**EXERCISE DESCRIPTION**. All entries must be given again exactly as written.

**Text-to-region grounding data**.
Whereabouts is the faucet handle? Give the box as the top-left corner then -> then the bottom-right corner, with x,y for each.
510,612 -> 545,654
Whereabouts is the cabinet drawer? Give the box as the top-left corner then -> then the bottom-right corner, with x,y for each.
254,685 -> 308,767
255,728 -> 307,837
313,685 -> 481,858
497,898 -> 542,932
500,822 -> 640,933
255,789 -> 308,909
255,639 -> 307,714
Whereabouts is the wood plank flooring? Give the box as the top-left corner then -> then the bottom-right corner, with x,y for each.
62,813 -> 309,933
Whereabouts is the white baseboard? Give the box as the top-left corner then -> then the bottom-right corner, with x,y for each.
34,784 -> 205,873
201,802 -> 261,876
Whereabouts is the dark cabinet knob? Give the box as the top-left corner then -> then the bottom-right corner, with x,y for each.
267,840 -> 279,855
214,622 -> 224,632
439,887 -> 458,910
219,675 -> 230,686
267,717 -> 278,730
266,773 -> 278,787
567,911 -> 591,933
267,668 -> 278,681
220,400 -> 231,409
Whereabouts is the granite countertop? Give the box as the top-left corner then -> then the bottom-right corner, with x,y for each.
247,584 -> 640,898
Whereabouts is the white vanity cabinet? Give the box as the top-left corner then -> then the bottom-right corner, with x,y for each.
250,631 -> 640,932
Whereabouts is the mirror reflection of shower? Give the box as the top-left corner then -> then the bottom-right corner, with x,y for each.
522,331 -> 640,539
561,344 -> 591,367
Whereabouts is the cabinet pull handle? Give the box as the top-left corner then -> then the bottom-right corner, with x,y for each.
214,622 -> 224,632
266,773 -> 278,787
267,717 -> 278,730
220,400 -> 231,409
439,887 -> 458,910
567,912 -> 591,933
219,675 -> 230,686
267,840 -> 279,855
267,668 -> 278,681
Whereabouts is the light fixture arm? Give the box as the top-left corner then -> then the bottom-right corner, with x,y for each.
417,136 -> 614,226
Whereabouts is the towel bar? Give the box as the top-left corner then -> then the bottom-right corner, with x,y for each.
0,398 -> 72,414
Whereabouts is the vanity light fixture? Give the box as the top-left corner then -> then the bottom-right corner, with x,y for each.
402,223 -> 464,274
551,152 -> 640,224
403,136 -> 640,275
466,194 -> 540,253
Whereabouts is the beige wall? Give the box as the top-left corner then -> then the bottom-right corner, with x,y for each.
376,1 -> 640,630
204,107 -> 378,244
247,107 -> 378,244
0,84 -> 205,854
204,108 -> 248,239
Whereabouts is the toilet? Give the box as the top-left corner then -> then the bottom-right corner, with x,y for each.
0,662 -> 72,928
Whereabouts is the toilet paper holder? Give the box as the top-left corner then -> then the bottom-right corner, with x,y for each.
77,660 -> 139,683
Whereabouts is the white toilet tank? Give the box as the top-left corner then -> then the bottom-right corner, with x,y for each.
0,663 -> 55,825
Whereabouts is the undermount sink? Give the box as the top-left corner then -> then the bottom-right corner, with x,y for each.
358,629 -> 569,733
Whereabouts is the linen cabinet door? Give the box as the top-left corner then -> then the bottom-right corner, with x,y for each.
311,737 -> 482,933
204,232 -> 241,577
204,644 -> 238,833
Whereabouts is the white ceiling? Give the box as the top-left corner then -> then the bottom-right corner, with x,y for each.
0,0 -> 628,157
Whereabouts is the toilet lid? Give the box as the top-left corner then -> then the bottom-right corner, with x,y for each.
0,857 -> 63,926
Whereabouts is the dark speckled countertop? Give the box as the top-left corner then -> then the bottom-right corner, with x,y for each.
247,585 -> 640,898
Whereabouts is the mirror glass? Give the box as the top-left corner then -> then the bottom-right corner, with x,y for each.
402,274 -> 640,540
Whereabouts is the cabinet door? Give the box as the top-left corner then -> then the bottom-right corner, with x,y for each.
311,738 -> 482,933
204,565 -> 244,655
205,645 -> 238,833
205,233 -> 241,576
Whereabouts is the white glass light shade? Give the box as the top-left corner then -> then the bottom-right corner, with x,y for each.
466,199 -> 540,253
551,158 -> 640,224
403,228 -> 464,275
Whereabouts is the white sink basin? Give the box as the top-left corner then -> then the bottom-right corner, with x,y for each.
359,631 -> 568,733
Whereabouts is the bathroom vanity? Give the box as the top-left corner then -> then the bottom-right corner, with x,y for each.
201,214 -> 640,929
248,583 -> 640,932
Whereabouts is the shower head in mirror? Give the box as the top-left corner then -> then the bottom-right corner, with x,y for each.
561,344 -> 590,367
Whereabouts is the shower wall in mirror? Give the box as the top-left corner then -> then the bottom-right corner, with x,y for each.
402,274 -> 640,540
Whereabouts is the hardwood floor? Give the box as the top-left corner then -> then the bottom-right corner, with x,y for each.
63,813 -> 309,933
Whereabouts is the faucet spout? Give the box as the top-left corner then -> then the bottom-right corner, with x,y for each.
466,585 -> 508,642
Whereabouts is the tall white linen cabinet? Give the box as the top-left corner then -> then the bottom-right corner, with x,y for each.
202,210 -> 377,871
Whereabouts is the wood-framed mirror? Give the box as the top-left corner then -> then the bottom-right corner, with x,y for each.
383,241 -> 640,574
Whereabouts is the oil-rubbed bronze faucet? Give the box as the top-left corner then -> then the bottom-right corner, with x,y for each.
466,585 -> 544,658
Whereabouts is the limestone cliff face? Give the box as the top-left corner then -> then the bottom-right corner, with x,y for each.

**ANSWER SECTION**.
Whereabouts is the faucet handle? Give the box as the top-left corner then -> then the bottom-right corner, with x,y for each.
510,612 -> 545,654
Whereabouts is the cabinet drawer? Give the box as the top-left corner then -> then the bottom-right corner, with x,y for each.
254,685 -> 308,767
255,728 -> 307,837
313,685 -> 481,858
497,898 -> 542,932
500,822 -> 640,933
255,789 -> 308,909
255,639 -> 307,714
Whereabouts is the wood plank flooring? Give the box as the top-left corner then -> then the bottom-right corner, with x,y for each.
62,813 -> 309,933
Whereabouts is the white baseboard? Give the box as the top-left corner then -> then the bottom-right corner, with x,y for each.
34,784 -> 205,873
201,802 -> 261,876
Whereabouts is the dark cabinet knob? Give the box as the top-left corner then -> then the bottom-right corner, with x,y for each.
267,840 -> 279,855
214,622 -> 224,632
439,887 -> 458,910
219,675 -> 230,686
267,717 -> 278,730
266,773 -> 278,787
567,911 -> 591,933
267,668 -> 278,681
220,400 -> 231,409
Whereabouts is the granite countertop? Give the box as the top-left corner then -> then the bottom-right corner, with x,y for each.
247,584 -> 640,898
Whereabouts is the white vanity cabinet? Give the box as the top-left corner then -> then the bottom-right corner, with x,y for each.
250,631 -> 640,932
Whereabouts is the mirror reflection of shower? Give the box as the top-left corner then -> then the bottom-right corner, with x,y for each.
522,331 -> 640,539
561,344 -> 591,367
Whereabouts is the cabinet pull handle? Give the box as the top-left corner then -> then the bottom-right corner, with x,y for each.
214,622 -> 224,632
266,773 -> 278,787
267,717 -> 278,730
220,400 -> 231,409
439,887 -> 458,910
567,912 -> 591,933
219,675 -> 230,686
267,840 -> 279,855
267,668 -> 278,681
Whereabouts is the light fixture arm? Give the box as the top-left corner then -> then the bottom-right corner, with x,y for each.
417,136 -> 614,226
Whereabouts is the towel bar? Give the box as the top-left corner then -> then the bottom-right corner, with x,y for each.
0,398 -> 72,414
Whereabouts is the vanity light fixture? Give the box as the top-left corner then -> then the bottom-right corner, with x,y for each.
402,223 -> 464,274
551,152 -> 640,224
403,136 -> 640,275
466,194 -> 540,253
Whereabouts is the beige wall? Give the box as the top-left corner then -> then the bottom-right corner, with x,y for each.
376,1 -> 640,630
204,107 -> 378,244
247,107 -> 378,244
0,84 -> 205,854
204,108 -> 248,239
Whereabouts is the toilet? Give the box as the top-left corner then -> then the bottom-right corner, with x,y for each.
0,662 -> 72,928
Whereabouts is the toilet paper holder? Give the box as the top-left corner then -> then the bottom-right corner, with x,y for each.
77,660 -> 139,683
Whereabouts is the white toilet tank? Give the box as the top-left corner then -> then the bottom-right corner, with x,y for each.
0,663 -> 55,825
Whereabouts is the undermount sink? Give the box as the top-left corner then -> then the bottom-right corner, with x,y for each.
358,629 -> 569,733
Whereabouts is the linen cabinet door? Give the box as the top-left corner then -> then the bottom-right corner, with x,y for each.
311,737 -> 482,933
204,232 -> 241,577
204,644 -> 238,833
Whereabouts is the white ceiling? Give the box as the top-left corner then -> then the bottom-right corner, with x,y for each.
0,0 -> 628,157
Whereabouts is the toilet lid? Give the box as the top-left corner then -> then the bottom-right corner, with x,y for each.
0,857 -> 63,926
Whereabouts is the dark speckled countertop? Give the box as the top-left corner then -> then the bottom-right corner, with x,y for each.
247,585 -> 640,898
Whereabouts is the mirror glass? Give the box as the top-left corner then -> then the bottom-right corner, with x,y for each.
402,274 -> 640,540
Whereabouts is the cabinet door? Give the box as the top-left corner then -> then the bottom-right corner, with x,y for each.
311,738 -> 482,933
204,565 -> 244,655
205,645 -> 238,833
205,233 -> 241,576
Whereabouts is the white glass light shade? Give the box as the top-left corner then -> then the bottom-right corner, with x,y for each.
466,199 -> 540,253
551,158 -> 640,224
403,228 -> 464,275
Whereabouts is the white sink basin? Give the box as the top-left corner then -> then the bottom-right corner, with x,y for each.
359,631 -> 568,733
Whereabouts is the bathroom vanity? Give the box as the top-left corner then -> then the bottom-right corner, with x,y for each.
201,214 -> 640,929
248,583 -> 640,932
Whereabouts is the shower head in mirror? Give the box as the top-left corner then -> then the bottom-right corner, with x,y for each.
561,344 -> 590,367
Whereabouts is the shower wall in mirror? Give the box as the top-left corner then -> then the bottom-right corner, with x,y for each.
402,274 -> 640,540
Whereabouts is the hardwood floor? Give the box as the top-left corner then -> then the bottom-right corner, with x,y for each.
63,813 -> 309,933
Whereabouts is the faucet spout? Give the box as the top-left corner then -> then the bottom-right corner, with x,y for each.
466,585 -> 508,642
Whereabouts is the tall white linen cabinet? Give the box as the top-left corner then -> then the bottom-right corner, with x,y for each.
202,210 -> 377,871
Whereabouts is the wood-framed mirror? Give the box as the top-left corner then -> then the bottom-right corner, with x,y for each.
383,241 -> 640,574
Whereabouts is the oil-rubbed bronze faucet? Give the box as the top-left corner then -> then the bottom-right corner, with x,y for each.
466,585 -> 544,658
Whereabouts is the limestone cliff face? Give the box as the top-left corner then -> then the bottom-right corner, with x,y for each.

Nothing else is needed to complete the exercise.